▶ _Your task_
Format every line of the rows below as a Markdown table with two columns, Number and Line. Give each nonblank line its own running number and leave out any blank lines.

================

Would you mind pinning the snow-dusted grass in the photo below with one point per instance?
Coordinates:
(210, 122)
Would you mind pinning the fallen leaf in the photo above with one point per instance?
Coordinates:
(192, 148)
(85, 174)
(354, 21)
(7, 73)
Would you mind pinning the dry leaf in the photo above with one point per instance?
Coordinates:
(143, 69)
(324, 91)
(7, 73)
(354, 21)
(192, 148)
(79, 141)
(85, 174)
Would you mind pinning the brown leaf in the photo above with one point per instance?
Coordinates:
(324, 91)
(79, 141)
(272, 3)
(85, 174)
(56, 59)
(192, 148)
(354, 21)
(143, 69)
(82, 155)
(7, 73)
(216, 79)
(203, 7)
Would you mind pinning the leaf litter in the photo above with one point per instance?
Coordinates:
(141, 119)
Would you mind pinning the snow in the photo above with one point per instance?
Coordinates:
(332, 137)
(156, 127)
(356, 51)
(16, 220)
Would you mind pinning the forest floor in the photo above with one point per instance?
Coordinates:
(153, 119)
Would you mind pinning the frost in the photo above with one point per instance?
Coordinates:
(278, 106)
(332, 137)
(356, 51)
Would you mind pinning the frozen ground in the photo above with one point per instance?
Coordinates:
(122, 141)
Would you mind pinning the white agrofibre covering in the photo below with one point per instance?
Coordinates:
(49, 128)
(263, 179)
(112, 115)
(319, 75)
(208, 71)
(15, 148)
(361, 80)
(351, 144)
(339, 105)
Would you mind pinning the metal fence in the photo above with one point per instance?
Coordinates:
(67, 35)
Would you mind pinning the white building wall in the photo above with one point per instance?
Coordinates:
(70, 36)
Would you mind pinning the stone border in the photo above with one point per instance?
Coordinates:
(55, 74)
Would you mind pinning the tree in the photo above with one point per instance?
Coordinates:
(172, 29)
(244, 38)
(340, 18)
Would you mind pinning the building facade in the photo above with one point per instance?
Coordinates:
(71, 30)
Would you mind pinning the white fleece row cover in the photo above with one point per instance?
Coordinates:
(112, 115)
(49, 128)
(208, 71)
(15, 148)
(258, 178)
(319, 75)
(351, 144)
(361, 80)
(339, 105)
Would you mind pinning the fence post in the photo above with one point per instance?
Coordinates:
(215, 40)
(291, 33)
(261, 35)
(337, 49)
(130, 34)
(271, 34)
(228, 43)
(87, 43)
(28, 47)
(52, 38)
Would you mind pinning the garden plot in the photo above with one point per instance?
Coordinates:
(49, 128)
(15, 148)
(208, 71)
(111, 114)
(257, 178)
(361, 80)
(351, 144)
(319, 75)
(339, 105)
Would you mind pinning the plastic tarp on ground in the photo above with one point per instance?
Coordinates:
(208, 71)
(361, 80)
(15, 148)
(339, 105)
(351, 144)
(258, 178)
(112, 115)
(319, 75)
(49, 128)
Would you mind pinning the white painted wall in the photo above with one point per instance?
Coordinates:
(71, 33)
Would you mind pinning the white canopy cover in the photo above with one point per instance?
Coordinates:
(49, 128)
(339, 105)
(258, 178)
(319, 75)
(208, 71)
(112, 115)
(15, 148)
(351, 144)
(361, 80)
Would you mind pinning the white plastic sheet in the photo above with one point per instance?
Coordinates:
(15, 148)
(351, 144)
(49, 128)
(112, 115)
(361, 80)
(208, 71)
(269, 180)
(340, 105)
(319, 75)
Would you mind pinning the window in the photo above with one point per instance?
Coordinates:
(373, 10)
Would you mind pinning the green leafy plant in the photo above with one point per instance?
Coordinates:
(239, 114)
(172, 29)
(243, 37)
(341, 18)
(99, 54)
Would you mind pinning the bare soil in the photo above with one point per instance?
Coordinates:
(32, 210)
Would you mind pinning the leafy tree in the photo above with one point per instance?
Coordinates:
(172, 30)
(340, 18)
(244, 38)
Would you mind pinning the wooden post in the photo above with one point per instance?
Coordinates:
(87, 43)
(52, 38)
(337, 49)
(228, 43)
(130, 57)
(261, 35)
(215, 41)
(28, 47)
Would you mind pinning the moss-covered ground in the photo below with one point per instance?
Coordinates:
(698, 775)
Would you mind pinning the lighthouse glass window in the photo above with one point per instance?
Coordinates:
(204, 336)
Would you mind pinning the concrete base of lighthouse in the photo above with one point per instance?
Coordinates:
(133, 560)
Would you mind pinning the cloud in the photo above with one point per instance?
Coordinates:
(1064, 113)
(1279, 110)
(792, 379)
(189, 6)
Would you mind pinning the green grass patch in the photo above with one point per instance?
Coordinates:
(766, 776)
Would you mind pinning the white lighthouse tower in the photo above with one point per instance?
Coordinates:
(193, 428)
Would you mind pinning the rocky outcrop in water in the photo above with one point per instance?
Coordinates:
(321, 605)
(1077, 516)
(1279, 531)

================

▶ _Final result_
| Number | Line |
|---|---|
| 1 | Would you mind pinning the snow-dusted grass in the photo below with one point per instance? |
| 2 | Coordinates: |
| 3 | (210, 122) |
| 4 | Would you mind pinning the fallen leaf in the photo above with one point per instance? |
| 5 | Coordinates: |
| 6 | (192, 148) |
| 7 | (85, 174) |
| 8 | (354, 21) |
| 9 | (7, 73) |
| 10 | Would you mind pinning the dry leaf in the photo above with one point per instance? |
| 11 | Coordinates: |
| 12 | (143, 69) |
| 13 | (324, 91) |
| 14 | (7, 73) |
| 15 | (354, 21) |
| 16 | (192, 148) |
| 17 | (79, 141) |
| 18 | (85, 174) |
| 19 | Would you mind pinning the brown leaf in the photo above with one point per instance? |
| 20 | Coordinates: |
| 21 | (324, 91) |
| 22 | (79, 141) |
| 23 | (272, 3) |
| 24 | (85, 174) |
| 25 | (56, 59) |
| 26 | (192, 148) |
| 27 | (354, 21) |
| 28 | (143, 69) |
| 29 | (82, 155) |
| 30 | (7, 73) |
| 31 | (216, 79) |
| 32 | (203, 7) |
| 33 | Would you mind pinning the leaf litter in the photo above with one point per instance? |
| 34 | Coordinates: |
| 35 | (141, 119) |
| 36 | Would you mind pinning the snow in the photo above with one point per instance? |
| 37 | Coordinates: |
| 38 | (332, 137) |
| 39 | (156, 127) |
| 40 | (356, 51) |
| 41 | (16, 220) |
| 42 | Would you mind pinning the forest floor in the photo above with one point per instance? |
| 43 | Coordinates: |
| 44 | (153, 119) |
| 45 | Would you mind pinning the frost in the photo above with one point per instance? |
| 46 | Coordinates: |
| 47 | (278, 106) |
| 48 | (332, 137) |
| 49 | (356, 51) |
| 50 | Would you mind pinning the frozen ground in the photo above with one point per instance? |
| 51 | Coordinates: |
| 52 | (122, 141) |
| 53 | Would you mind pinning the white agrofibre covering in the photo below with one point per instance? |
| 54 | Coordinates: |
| 55 | (49, 128) |
| 56 | (263, 179) |
| 57 | (112, 115) |
| 58 | (319, 75) |
| 59 | (208, 71) |
| 60 | (15, 148) |
| 61 | (361, 80) |
| 62 | (351, 144) |
| 63 | (339, 105) |
| 64 | Would you mind pinning the metal fence in the photo above with one point per instance? |
| 65 | Coordinates: |
| 66 | (67, 35) |
| 67 | Would you mind pinning the white building wall in the photo above with one point per instance? |
| 68 | Coordinates: |
| 69 | (70, 36) |
| 70 | Would you mind pinning the stone border in the photo above with one point per instance? |
| 71 | Coordinates: |
| 72 | (55, 74) |
| 73 | Would you mind pinning the tree in the photo above with one point per instance? |
| 74 | Coordinates: |
| 75 | (172, 29) |
| 76 | (244, 38) |
| 77 | (340, 18) |
| 78 | Would you mind pinning the building facade in the photo above with one point per instance? |
| 79 | Coordinates: |
| 80 | (71, 30) |
| 81 | Would you mind pinning the white fleece row cover in the photo above with one point per instance? |
| 82 | Coordinates: |
| 83 | (112, 115) |
| 84 | (49, 128) |
| 85 | (208, 71) |
| 86 | (15, 148) |
| 87 | (258, 178) |
| 88 | (319, 75) |
| 89 | (351, 144) |
| 90 | (361, 80) |
| 91 | (339, 105) |
| 92 | Would you mind pinning the fence post in the photo above with one point per instance? |
| 93 | Coordinates: |
| 94 | (215, 40) |
| 95 | (291, 33) |
| 96 | (261, 35) |
| 97 | (337, 49) |
| 98 | (130, 34) |
| 99 | (271, 34) |
| 100 | (228, 43) |
| 101 | (87, 43) |
| 102 | (28, 47) |
| 103 | (52, 38) |
| 104 | Would you mind pinning the garden plot in the photo above with one point per instance? |
| 105 | Coordinates: |
| 106 | (49, 128) |
| 107 | (15, 148) |
| 108 | (208, 71) |
| 109 | (111, 114) |
| 110 | (257, 178) |
| 111 | (361, 80) |
| 112 | (351, 144) |
| 113 | (319, 75) |
| 114 | (339, 105) |
| 115 | Would you mind pinning the plastic tarp on ground in the photo above with one point per instance? |
| 116 | Coordinates: |
| 117 | (208, 71) |
| 118 | (361, 80) |
| 119 | (15, 148) |
| 120 | (339, 105) |
| 121 | (351, 144) |
| 122 | (258, 178) |
| 123 | (112, 115) |
| 124 | (319, 75) |
| 125 | (49, 128) |
| 126 | Would you mind pinning the white painted wall in the photo above with one point per instance? |
| 127 | Coordinates: |
| 128 | (71, 33) |
| 129 | Would you mind pinning the white canopy cover in the photo above with one point per instance? |
| 130 | Coordinates: |
| 131 | (49, 128) |
| 132 | (339, 105) |
| 133 | (258, 178) |
| 134 | (319, 75) |
| 135 | (208, 71) |
| 136 | (112, 115) |
| 137 | (15, 148) |
| 138 | (351, 144) |
| 139 | (361, 80) |
| 140 | Would you mind pinning the white plastic sheet in the photo above with one point per instance? |
| 141 | Coordinates: |
| 142 | (15, 148) |
| 143 | (351, 144) |
| 144 | (49, 128) |
| 145 | (112, 115) |
| 146 | (361, 80) |
| 147 | (208, 71) |
| 148 | (269, 180) |
| 149 | (340, 105) |
| 150 | (319, 75) |
| 151 | Would you mind pinning the window in the photo above with one point per instance? |
| 152 | Coordinates: |
| 153 | (373, 10) |
| 154 | Would you mind pinning the green leafy plant in the photo above with one point per instance? |
| 155 | Coordinates: |
| 156 | (239, 114) |
| 157 | (172, 29) |
| 158 | (243, 37) |
| 159 | (341, 18) |
| 160 | (99, 54) |
| 161 | Would you mind pinning the bare soil in the photo above with one point per instance? |
| 162 | Coordinates: |
| 163 | (32, 210) |
| 164 | Would you mind pinning the leafy tree in the photo above with one point per instance? |
| 165 | Coordinates: |
| 166 | (172, 30) |
| 167 | (340, 18) |
| 168 | (244, 38) |
| 169 | Would you mind pinning the wooden post in the photo above with one point per instance? |
| 170 | Coordinates: |
| 171 | (87, 43) |
| 172 | (52, 38) |
| 173 | (337, 49) |
| 174 | (228, 43) |
| 175 | (130, 57) |
| 176 | (261, 35) |
| 177 | (215, 41) |
| 178 | (28, 47) |
| 179 | Would you mind pinning the moss-covered ground in the photo below with one point per instance? |
| 180 | Coordinates: |
| 181 | (698, 775) |
| 182 | Would you mind pinning the lighthouse glass window in the photo above with one point per instance? |
| 183 | Coordinates: |
| 184 | (204, 336) |
| 185 | Would you mind pinning the concrete base of lighthouse in the photo above with one point per instance? |
| 186 | Coordinates: |
| 187 | (133, 560) |
| 188 | Would you mind pinning the cloud in the photo above with one point per instance? |
| 189 | Coordinates: |
| 190 | (1064, 113) |
| 191 | (1279, 110) |
| 192 | (792, 379) |
| 193 | (189, 6) |
| 194 | Would you mind pinning the green grass patch in the photo above with one point per instance? |
| 195 | Coordinates: |
| 196 | (766, 776) |
| 197 | Would you mind pinning the white lighthouse tower in the photo above with one point per instance? |
| 198 | Coordinates: |
| 199 | (193, 428) |
| 200 | Would you mind pinning the rocky outcrop in water in the photo above with one point per instance? |
| 201 | Coordinates: |
| 202 | (321, 605) |
| 203 | (1077, 516) |
| 204 | (1279, 531) |